Can you render every line of the records below as a Markdown table, omitting blank lines, with the columns Row and Text holding each line's number and its content?

******************************

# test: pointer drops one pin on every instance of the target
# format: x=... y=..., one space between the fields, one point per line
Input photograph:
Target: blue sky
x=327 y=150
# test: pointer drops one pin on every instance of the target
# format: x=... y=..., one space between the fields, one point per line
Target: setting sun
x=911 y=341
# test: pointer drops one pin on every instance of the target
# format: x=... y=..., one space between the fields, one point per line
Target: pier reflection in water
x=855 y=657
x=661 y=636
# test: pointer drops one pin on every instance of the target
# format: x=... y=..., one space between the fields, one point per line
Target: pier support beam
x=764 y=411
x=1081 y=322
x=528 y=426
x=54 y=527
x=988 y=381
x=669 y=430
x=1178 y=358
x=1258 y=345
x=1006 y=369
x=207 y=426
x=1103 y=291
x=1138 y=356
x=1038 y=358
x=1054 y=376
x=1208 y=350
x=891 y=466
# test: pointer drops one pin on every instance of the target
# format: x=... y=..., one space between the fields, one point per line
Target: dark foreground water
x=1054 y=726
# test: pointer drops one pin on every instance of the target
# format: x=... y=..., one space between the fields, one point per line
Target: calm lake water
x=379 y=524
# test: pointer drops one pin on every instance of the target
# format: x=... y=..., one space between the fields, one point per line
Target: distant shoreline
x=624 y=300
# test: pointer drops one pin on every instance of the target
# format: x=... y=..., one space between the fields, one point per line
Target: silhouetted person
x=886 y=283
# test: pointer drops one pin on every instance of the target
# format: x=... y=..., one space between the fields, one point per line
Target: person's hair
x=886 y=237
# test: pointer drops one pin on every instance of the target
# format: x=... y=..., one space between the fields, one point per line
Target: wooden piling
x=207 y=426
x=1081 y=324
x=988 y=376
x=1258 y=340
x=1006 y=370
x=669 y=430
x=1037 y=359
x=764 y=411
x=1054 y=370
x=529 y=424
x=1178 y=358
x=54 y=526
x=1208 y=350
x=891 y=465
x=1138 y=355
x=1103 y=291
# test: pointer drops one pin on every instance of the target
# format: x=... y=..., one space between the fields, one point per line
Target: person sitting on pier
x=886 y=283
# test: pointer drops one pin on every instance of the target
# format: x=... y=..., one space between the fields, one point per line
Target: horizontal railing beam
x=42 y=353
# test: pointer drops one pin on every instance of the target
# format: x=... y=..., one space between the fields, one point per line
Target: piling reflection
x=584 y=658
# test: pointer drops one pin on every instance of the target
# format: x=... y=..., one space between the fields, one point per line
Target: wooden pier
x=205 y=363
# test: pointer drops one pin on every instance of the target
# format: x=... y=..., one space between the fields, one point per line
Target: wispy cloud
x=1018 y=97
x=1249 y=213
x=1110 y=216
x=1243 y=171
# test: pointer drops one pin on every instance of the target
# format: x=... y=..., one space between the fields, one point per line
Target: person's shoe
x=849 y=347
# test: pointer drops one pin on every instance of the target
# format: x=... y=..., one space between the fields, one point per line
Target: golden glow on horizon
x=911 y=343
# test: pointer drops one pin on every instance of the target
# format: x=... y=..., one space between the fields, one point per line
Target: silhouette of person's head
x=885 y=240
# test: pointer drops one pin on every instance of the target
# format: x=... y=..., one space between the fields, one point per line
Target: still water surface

******************************

■ **Answer to this exercise**:
| Row | Text |
|---|---|
| 1 | # test: pointer drops one pin on every instance of the target |
| 2 | # format: x=... y=..., one space between the fields, one point per line |
| 3 | Input photograph: |
| 4 | Target: blue sky |
| 5 | x=327 y=150 |
| 6 | # test: pointer drops one pin on every instance of the target |
| 7 | # format: x=... y=..., one space between the fields, one point per line |
| 8 | Target: setting sun |
| 9 | x=911 y=341 |
| 10 | # test: pointer drops one pin on every instance of the target |
| 11 | # format: x=... y=..., one space between the fields, one point per line |
| 12 | Target: pier reflection in water |
| 13 | x=855 y=657 |
| 14 | x=661 y=636 |
| 15 | # test: pointer drops one pin on every instance of the target |
| 16 | # format: x=... y=..., one space between the fields, one point per line |
| 17 | Target: pier support beam |
| 18 | x=764 y=411 |
| 19 | x=1081 y=322 |
| 20 | x=528 y=426 |
| 21 | x=54 y=527 |
| 22 | x=988 y=381 |
| 23 | x=669 y=430 |
| 24 | x=1178 y=358 |
| 25 | x=1258 y=345 |
| 26 | x=1006 y=369 |
| 27 | x=207 y=426 |
| 28 | x=1103 y=291 |
| 29 | x=1138 y=356 |
| 30 | x=1038 y=358 |
| 31 | x=1054 y=376 |
| 32 | x=1208 y=350 |
| 33 | x=891 y=466 |
| 34 | # test: pointer drops one pin on every instance of the target |
| 35 | # format: x=... y=..., one space between the fields, one point per line |
| 36 | Target: dark foreground water |
| 37 | x=1054 y=726 |
| 38 | # test: pointer drops one pin on every instance of the target |
| 39 | # format: x=... y=..., one space between the fields, one point per line |
| 40 | Target: calm lake water |
| 41 | x=379 y=524 |
| 42 | # test: pointer drops one pin on every instance of the target |
| 43 | # format: x=... y=..., one space between the fields, one point per line |
| 44 | Target: distant shoreline |
| 45 | x=624 y=300 |
| 46 | # test: pointer drops one pin on every instance of the target |
| 47 | # format: x=... y=..., one space between the fields, one point per line |
| 48 | Target: silhouetted person |
| 49 | x=886 y=283 |
| 50 | # test: pointer drops one pin on every instance of the target |
| 51 | # format: x=... y=..., one space between the fields, one point per line |
| 52 | Target: person's hair |
| 53 | x=886 y=237 |
| 54 | # test: pointer drops one pin on every instance of the target |
| 55 | # format: x=... y=..., one space between the fields, one point per line |
| 56 | Target: wooden piling |
| 57 | x=207 y=426 |
| 58 | x=1081 y=324 |
| 59 | x=988 y=376 |
| 60 | x=1258 y=340 |
| 61 | x=1006 y=370 |
| 62 | x=669 y=430 |
| 63 | x=1037 y=359 |
| 64 | x=764 y=411 |
| 65 | x=1054 y=370 |
| 66 | x=529 y=424 |
| 67 | x=1178 y=358 |
| 68 | x=54 y=526 |
| 69 | x=1208 y=350 |
| 70 | x=891 y=465 |
| 71 | x=1138 y=355 |
| 72 | x=1103 y=291 |
| 73 | # test: pointer drops one pin on every instance of the target |
| 74 | # format: x=... y=..., one space between the fields, one point per line |
| 75 | Target: person sitting on pier |
| 76 | x=886 y=283 |
| 77 | # test: pointer drops one pin on every instance of the target |
| 78 | # format: x=... y=..., one space between the fields, one point per line |
| 79 | Target: horizontal railing beam |
| 80 | x=42 y=353 |
| 81 | # test: pointer drops one pin on every instance of the target |
| 82 | # format: x=... y=..., one space between the fields, one point per line |
| 83 | Target: piling reflection |
| 84 | x=584 y=658 |
| 85 | # test: pointer drops one pin on every instance of the target |
| 86 | # format: x=... y=..., one space between the fields, one point per line |
| 87 | Target: wooden pier |
| 88 | x=205 y=363 |
| 89 | # test: pointer drops one pin on every instance of the target |
| 90 | # format: x=... y=..., one space between the fields, one point per line |
| 91 | Target: wispy cloud |
| 92 | x=1018 y=97 |
| 93 | x=1249 y=213 |
| 94 | x=1110 y=216 |
| 95 | x=1243 y=171 |
| 96 | # test: pointer drops one pin on every instance of the target |
| 97 | # format: x=... y=..., one space between the fields, one point per line |
| 98 | Target: person's shoe |
| 99 | x=849 y=347 |
| 100 | # test: pointer drops one pin on every instance of the target |
| 101 | # format: x=... y=..., one space between the fields, one point per line |
| 102 | Target: golden glow on horizon |
| 103 | x=911 y=343 |
| 104 | # test: pointer drops one pin on every instance of the target |
| 105 | # format: x=... y=..., one space between the fields, one point per line |
| 106 | Target: silhouette of person's head |
| 107 | x=885 y=240 |
| 108 | # test: pointer drops one pin on every instance of the target |
| 109 | # format: x=... y=..., one space between the fields, one point per line |
| 110 | Target: still water surface |